→ **RECORDS TO USE**:
- - -

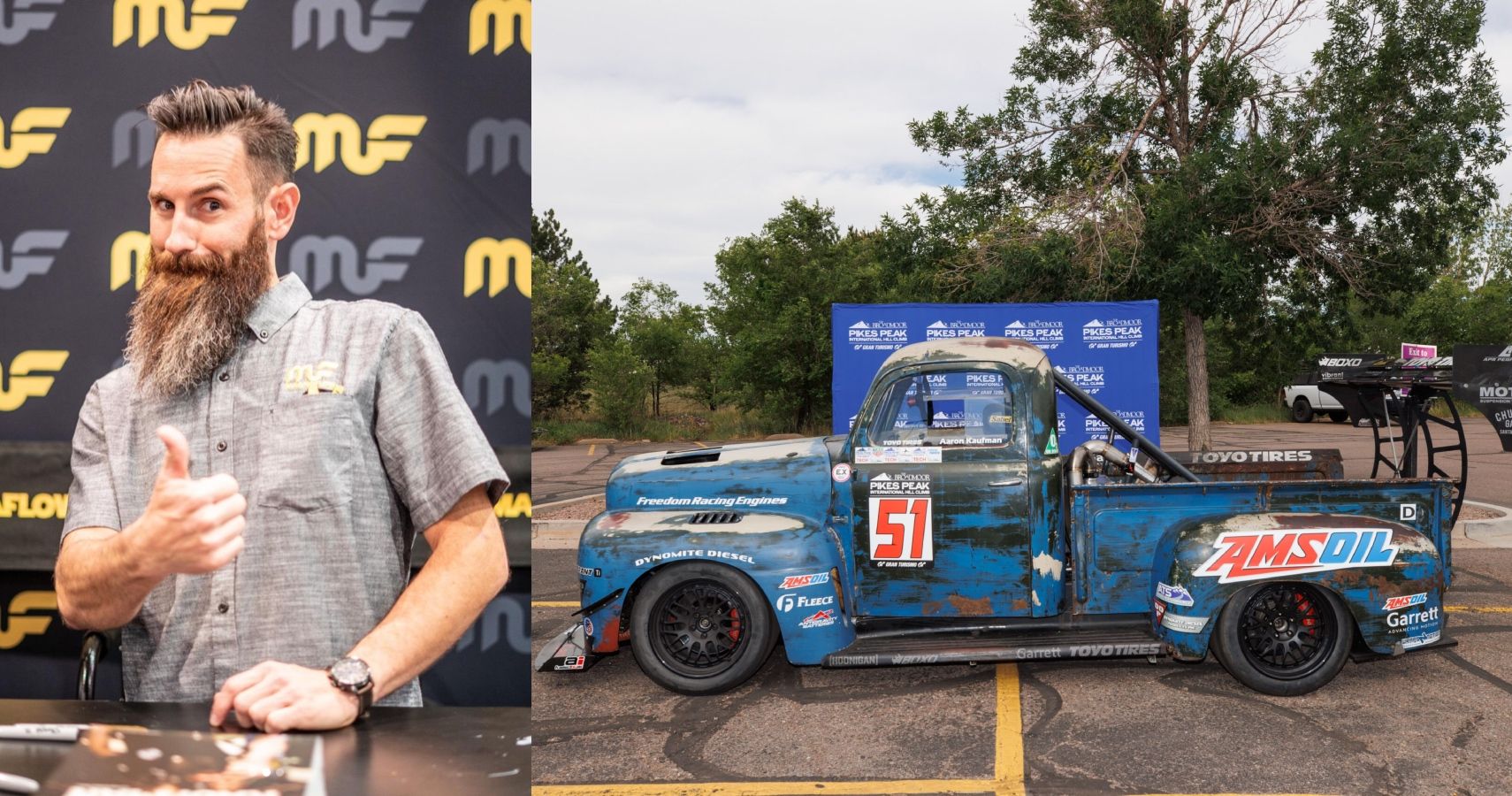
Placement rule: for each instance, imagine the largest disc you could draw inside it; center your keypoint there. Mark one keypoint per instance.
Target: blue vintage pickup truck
(950, 527)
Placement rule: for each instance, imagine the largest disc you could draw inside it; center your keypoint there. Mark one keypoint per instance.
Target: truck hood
(785, 477)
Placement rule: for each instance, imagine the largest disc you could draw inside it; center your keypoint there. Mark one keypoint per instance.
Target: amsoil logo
(877, 334)
(1089, 377)
(1113, 333)
(939, 330)
(1042, 333)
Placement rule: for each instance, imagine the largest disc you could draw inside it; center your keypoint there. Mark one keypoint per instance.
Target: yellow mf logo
(19, 623)
(493, 257)
(495, 19)
(312, 379)
(130, 255)
(25, 385)
(513, 504)
(40, 506)
(317, 135)
(26, 142)
(185, 34)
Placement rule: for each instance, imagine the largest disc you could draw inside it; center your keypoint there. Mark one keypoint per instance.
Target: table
(395, 751)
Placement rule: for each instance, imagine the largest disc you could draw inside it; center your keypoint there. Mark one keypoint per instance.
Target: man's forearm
(102, 580)
(466, 570)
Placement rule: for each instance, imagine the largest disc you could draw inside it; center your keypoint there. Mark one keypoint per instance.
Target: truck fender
(1388, 576)
(796, 563)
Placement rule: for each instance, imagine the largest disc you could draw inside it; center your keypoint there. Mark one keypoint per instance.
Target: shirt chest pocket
(307, 453)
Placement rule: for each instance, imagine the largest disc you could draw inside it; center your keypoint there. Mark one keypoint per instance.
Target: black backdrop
(416, 117)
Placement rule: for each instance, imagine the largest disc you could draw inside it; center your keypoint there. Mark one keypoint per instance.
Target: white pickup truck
(1307, 400)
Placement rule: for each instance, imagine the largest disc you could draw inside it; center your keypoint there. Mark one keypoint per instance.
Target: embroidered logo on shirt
(313, 379)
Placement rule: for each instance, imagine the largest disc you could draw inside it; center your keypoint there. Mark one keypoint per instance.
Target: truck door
(941, 497)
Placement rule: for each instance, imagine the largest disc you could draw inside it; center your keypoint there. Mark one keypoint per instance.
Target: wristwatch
(351, 675)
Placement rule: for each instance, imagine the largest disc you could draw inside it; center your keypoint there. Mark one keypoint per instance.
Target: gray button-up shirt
(345, 430)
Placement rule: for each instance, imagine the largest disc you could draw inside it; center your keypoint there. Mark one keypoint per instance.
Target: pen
(36, 731)
(17, 785)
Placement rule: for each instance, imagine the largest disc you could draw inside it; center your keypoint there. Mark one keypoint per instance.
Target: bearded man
(248, 486)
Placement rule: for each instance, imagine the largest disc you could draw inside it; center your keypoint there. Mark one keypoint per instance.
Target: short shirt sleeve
(91, 498)
(428, 440)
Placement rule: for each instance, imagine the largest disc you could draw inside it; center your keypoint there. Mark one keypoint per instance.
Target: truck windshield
(949, 408)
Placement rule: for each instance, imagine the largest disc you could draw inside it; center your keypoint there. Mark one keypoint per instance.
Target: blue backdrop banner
(1107, 348)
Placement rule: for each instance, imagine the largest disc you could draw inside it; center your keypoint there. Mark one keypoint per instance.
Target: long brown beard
(191, 312)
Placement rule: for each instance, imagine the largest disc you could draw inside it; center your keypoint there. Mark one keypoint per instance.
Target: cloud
(660, 131)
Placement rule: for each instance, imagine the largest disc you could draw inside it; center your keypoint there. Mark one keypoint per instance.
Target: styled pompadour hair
(200, 110)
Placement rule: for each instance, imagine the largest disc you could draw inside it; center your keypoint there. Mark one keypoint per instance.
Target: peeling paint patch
(1047, 565)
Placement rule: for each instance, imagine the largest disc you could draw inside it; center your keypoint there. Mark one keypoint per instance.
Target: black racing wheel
(700, 628)
(1282, 639)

- - -

→ **HOW TO COMPLETE THIS TASK**: Everything in the records must be returned exactly, except the pictures.

→ **COMPLETED TASK**:
Placement rule: for each instance, imagine the largest disc you could draw inside it; center your keypoint there. Mark one keypoint per instance.
Target: blue vintage pickup truck
(950, 527)
Placement rule: for each instance, imagine the largest disc you could draw inside it; center your keypoint there. Mark one keypoint per instance.
Target: truck hood
(785, 477)
Placement rule: for each instance, imagine the largest disc you could draw inside it; center your keypoint there. Mark one keypoint per instance.
Target: amsoil logo
(877, 334)
(1089, 377)
(1113, 333)
(939, 330)
(1042, 333)
Placement rule: for each instance, imagine the largest disc you could draw inside it; center your keypoint there. Mark one keypoint per instance.
Target: yellow mf logo
(19, 623)
(493, 257)
(495, 19)
(312, 379)
(130, 255)
(25, 385)
(513, 504)
(40, 506)
(317, 135)
(26, 142)
(185, 34)
Placement rule: for each instance, imagine the largest disc you could draw inside it; center your keypoint there. Mark one keypoint per instance.
Target: table
(395, 751)
Placement rule: for each instance, imagine the largest disc you could draw inside it; center your keypoint there. Mark one keypoint per instance.
Target: man's forearm
(102, 580)
(466, 570)
Placement rule: for each instance, imagine the largest disc you could draw inside it; center your keypoint there. Mark one keypoint per instance.
Target: truck fender
(1388, 576)
(796, 563)
Placement rule: for each instance, imagine the largest disc you could draw inside it; center your keypoint there. Mark one keypoint per instance.
Target: shirt chest pocket
(307, 453)
Placement rule: for each instance, imagine the largest disc you could draw inside it; center your keypoint there. Mark one keypoint per instance.
Target: black backdrop
(416, 117)
Placement rule: for each instance, imagine the largest disc you could draw inside it; center your keypoint there. Mark one keypoint per instance.
Target: white pickup truck
(1307, 400)
Placement rule: for each instance, imagine the largest disc you could draw inside it; center your keypoint there. Mark one keypoint per instance.
Target: embroidered logo on shirt
(313, 379)
Placement rule: for each instance, imagine the largest disc you could draw inside it; center your keypoint there. Mark one keypoint per instance.
Target: truck door
(941, 497)
Placement rule: for each instance, imagine the largest disc you could draw inside it; center your keypoint there. Mark one keypoint per instance.
Target: wristwatch
(351, 675)
Placement rule: for each instance, imagine the largest disc you could draw inside it; center your keypoint there. Mark one keypoint per instance.
Target: gray button-up shirt
(345, 430)
Placement rule: for each instance, imagine the largest disc you could draw inside it; center your keypoint there. Mark one keypoint per instance.
Target: pen
(36, 731)
(17, 785)
Placement rule: for each instance, imagine the largest disc you could draw inside it; center your keypoint there. Mark one keypoint per instance.
Target: bearded man
(248, 486)
Placement rule: for each instance, imagine the largest disc you could draw inside it; center your keypoint there. Mark one keypoint per instance.
Target: short shirt sleeve
(91, 498)
(428, 440)
Placement rule: for each instance, imagine the largest disc you could draw inside it; center your keypoint there. Mark one keypoint per instance.
Target: truck windshield
(949, 408)
Placement rule: for each instance, imagine the largest disc you could draw inside it; center your keypoint there. Mark one keypoint per instance.
Target: blue backdrop banner
(1107, 348)
Placement rule: for each instance, imagine the largest disc you could draw inside it; center your keypoint there. Mark one keypoint per instance.
Target: long brown beard
(191, 312)
Placement rule: for each instance, imagine the largest disc you could draw inside it; center your keypoint there. Mark one keypoint per instance.
Target: cloud
(660, 131)
Placement rule: for each instance, imagine the largest disc you could draw inside it; center your keypoint there. Mark one keypoint per instance.
Target: styled pompadour hair
(200, 110)
Placement rule: for each instance, imagine the largest disc you could draw inside it; center your keypoint there. Mark one keypoint per instance.
Target: peeling paint patch
(1047, 565)
Placement rule: for each instance, imagine the largest disc you could draw inside it; center your keypoint there. Mark one keypoint per instance.
Target: black racing wheel
(700, 628)
(1282, 639)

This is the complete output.